»»

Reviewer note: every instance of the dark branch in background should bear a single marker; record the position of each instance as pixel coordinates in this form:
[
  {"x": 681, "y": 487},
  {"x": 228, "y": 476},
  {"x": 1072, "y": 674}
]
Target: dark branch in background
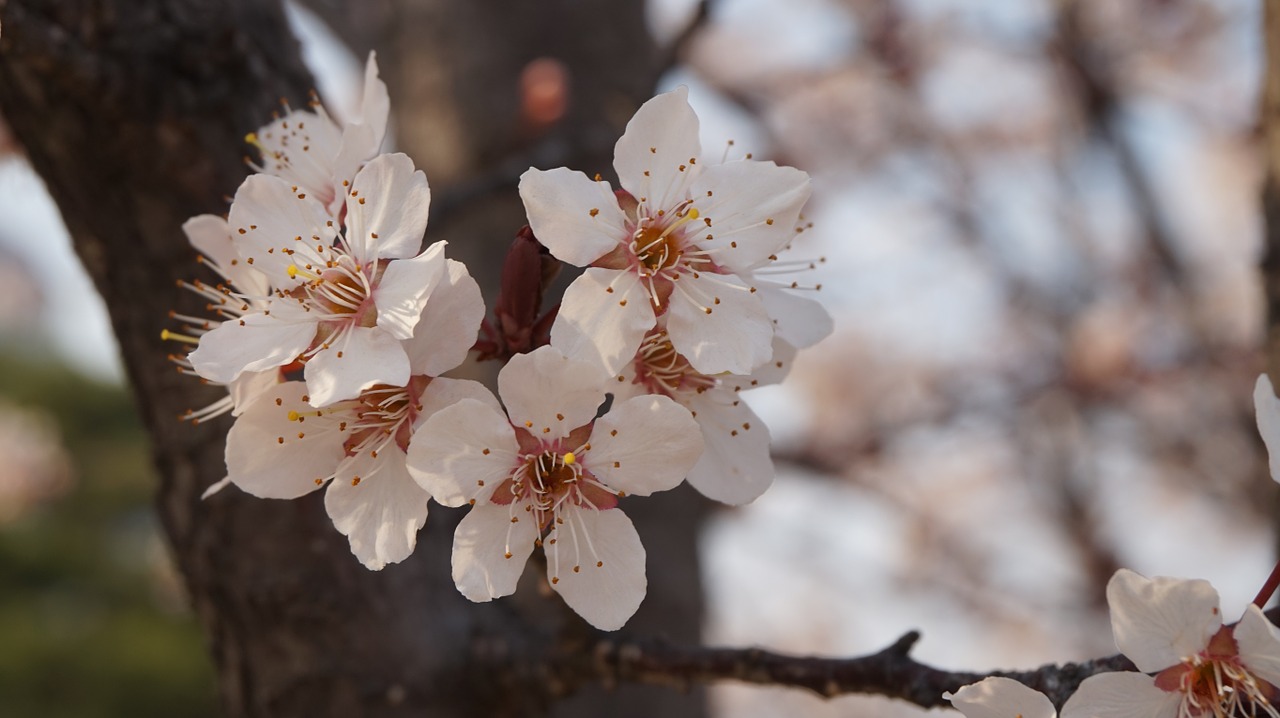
[
  {"x": 552, "y": 150},
  {"x": 675, "y": 51},
  {"x": 1102, "y": 106}
]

««

**INSTRUCTIONS TO FOLLOW**. Recast each line of the records above as a JSON list of strings, one string per line, with blank lines omitted. Leave the pictures out of the answer.

**ANSWER TO THE PROBLEM**.
[
  "Reviewer note: every instance of the dark branch in background should bear a single marker; record the position of each instance as pixel coordinates in this form:",
  "[",
  "  {\"x\": 681, \"y\": 487},",
  "  {\"x\": 228, \"y\": 476},",
  "  {\"x\": 1072, \"y\": 674}",
  "]",
  "Target: dark branch in background",
  "[",
  "  {\"x\": 552, \"y\": 150},",
  "  {\"x\": 675, \"y\": 51},",
  "  {\"x\": 1102, \"y\": 106}",
  "]"
]